(Stored data entries)

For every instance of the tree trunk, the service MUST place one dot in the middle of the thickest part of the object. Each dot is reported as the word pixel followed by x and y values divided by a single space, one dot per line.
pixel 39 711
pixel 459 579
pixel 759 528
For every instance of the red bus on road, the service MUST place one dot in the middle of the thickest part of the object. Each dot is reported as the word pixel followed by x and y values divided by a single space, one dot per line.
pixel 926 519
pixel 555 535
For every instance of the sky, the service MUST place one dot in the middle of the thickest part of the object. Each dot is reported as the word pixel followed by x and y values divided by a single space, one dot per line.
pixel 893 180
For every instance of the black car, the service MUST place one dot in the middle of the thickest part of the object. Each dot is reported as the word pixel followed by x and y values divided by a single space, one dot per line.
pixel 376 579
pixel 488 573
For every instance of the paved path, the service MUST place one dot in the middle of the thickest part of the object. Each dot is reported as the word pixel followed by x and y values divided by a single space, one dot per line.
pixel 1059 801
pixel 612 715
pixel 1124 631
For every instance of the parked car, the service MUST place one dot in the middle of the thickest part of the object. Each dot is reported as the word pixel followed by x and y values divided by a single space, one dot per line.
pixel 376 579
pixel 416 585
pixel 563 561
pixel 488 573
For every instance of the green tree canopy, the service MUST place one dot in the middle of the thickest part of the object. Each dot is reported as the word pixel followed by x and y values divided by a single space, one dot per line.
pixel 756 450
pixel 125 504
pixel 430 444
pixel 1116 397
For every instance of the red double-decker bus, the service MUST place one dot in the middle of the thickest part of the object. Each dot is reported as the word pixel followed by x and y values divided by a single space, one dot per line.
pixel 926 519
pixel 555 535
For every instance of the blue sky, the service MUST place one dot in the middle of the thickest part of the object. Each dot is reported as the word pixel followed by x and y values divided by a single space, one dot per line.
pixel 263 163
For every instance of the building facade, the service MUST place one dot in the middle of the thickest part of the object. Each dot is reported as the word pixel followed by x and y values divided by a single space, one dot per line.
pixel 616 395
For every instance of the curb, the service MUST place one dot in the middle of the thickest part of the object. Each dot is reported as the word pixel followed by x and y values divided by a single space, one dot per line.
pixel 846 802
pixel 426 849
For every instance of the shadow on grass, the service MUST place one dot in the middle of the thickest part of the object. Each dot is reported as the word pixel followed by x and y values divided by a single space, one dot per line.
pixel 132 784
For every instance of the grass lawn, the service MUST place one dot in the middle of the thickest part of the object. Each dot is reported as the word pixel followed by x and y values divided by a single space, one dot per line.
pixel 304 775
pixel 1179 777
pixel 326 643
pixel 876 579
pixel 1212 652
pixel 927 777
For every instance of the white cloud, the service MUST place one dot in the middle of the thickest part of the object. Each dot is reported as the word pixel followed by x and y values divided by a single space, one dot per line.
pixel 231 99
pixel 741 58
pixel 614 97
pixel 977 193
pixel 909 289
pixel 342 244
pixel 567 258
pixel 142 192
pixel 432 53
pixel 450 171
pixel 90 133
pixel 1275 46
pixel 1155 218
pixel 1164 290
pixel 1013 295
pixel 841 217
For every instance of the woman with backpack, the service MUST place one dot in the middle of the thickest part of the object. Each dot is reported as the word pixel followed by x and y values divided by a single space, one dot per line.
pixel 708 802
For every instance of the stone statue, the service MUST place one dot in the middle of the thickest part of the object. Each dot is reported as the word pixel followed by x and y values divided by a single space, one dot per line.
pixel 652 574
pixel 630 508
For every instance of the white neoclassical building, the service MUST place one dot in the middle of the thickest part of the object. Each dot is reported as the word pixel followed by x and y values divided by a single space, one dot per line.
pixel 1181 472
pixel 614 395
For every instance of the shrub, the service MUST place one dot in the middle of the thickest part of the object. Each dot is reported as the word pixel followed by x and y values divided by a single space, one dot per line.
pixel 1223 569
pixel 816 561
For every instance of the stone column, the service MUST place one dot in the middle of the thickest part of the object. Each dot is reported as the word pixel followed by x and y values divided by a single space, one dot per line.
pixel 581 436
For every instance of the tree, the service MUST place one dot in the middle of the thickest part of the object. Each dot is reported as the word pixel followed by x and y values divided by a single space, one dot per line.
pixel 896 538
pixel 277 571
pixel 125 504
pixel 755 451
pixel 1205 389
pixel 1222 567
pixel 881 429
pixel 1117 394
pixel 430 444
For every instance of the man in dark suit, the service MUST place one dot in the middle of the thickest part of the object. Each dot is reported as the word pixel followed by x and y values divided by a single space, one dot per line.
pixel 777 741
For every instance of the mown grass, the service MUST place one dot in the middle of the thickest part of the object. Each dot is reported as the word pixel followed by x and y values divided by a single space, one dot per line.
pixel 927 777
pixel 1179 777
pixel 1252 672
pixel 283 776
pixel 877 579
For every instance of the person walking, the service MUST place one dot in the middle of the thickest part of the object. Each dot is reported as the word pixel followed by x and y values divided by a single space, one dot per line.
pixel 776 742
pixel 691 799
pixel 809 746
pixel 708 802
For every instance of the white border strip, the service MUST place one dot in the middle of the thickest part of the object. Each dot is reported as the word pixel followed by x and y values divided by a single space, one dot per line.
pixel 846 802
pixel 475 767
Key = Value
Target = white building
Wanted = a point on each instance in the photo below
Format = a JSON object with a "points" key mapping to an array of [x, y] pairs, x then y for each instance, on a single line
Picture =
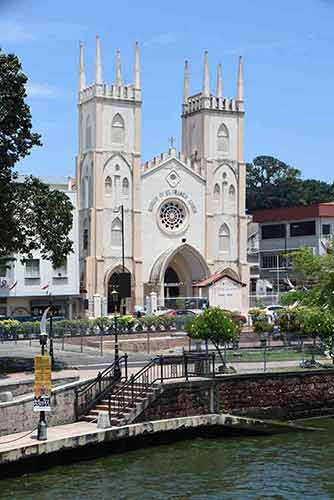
{"points": [[184, 213], [27, 288]]}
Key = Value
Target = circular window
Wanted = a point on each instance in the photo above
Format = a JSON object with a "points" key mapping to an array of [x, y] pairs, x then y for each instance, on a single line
{"points": [[173, 215]]}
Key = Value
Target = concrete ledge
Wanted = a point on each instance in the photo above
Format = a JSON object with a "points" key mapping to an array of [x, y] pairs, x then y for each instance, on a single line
{"points": [[71, 442]]}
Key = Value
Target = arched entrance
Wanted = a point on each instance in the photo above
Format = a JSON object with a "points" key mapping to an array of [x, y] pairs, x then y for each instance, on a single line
{"points": [[113, 285], [176, 270]]}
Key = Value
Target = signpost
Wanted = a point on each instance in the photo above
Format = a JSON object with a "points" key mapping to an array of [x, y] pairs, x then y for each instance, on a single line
{"points": [[42, 387]]}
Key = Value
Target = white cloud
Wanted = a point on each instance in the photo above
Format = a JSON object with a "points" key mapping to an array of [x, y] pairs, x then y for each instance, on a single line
{"points": [[162, 39], [42, 90], [13, 32]]}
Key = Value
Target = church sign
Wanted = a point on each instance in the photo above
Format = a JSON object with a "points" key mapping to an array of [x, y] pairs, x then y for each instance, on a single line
{"points": [[173, 192]]}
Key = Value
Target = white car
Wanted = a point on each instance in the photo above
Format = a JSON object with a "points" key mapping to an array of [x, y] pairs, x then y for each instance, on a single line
{"points": [[272, 310]]}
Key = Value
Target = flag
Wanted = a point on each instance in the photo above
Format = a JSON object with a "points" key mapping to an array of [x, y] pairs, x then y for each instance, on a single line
{"points": [[13, 285]]}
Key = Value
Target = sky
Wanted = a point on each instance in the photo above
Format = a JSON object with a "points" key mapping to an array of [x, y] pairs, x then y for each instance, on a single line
{"points": [[287, 46]]}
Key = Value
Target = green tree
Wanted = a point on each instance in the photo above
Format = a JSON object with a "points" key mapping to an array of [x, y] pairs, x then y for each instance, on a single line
{"points": [[272, 183], [32, 216], [216, 326]]}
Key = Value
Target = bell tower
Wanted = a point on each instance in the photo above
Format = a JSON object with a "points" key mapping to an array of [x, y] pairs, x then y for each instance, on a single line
{"points": [[108, 176], [213, 140]]}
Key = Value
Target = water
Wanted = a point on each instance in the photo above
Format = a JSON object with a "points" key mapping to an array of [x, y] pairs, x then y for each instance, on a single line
{"points": [[294, 466]]}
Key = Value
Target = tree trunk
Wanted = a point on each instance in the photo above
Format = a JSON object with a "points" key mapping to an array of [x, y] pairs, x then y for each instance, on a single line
{"points": [[220, 353]]}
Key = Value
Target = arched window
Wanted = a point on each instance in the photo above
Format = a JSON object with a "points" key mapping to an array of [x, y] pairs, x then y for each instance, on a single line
{"points": [[108, 185], [116, 233], [216, 192], [125, 187], [231, 196], [88, 133], [117, 129], [224, 239], [223, 139]]}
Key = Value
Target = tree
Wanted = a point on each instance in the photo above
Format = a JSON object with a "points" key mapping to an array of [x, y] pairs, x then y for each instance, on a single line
{"points": [[32, 216], [272, 183], [214, 325]]}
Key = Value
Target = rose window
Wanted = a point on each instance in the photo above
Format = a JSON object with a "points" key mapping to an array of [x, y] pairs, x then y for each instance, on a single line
{"points": [[172, 215]]}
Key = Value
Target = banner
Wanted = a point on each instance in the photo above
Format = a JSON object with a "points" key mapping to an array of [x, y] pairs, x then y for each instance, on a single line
{"points": [[43, 384]]}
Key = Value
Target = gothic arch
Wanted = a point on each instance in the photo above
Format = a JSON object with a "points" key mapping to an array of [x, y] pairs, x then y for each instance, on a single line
{"points": [[224, 239], [117, 129], [223, 139]]}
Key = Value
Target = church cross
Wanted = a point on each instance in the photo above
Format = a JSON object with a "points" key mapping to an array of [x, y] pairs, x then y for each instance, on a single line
{"points": [[171, 142]]}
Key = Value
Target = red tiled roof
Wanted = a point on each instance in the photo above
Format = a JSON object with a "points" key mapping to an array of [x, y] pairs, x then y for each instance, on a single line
{"points": [[217, 277], [294, 213]]}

**Activity:**
Search the records for the word "arched" and copy out every line that holds it.

**Written answer:**
Target = arched entrance
Target = arched window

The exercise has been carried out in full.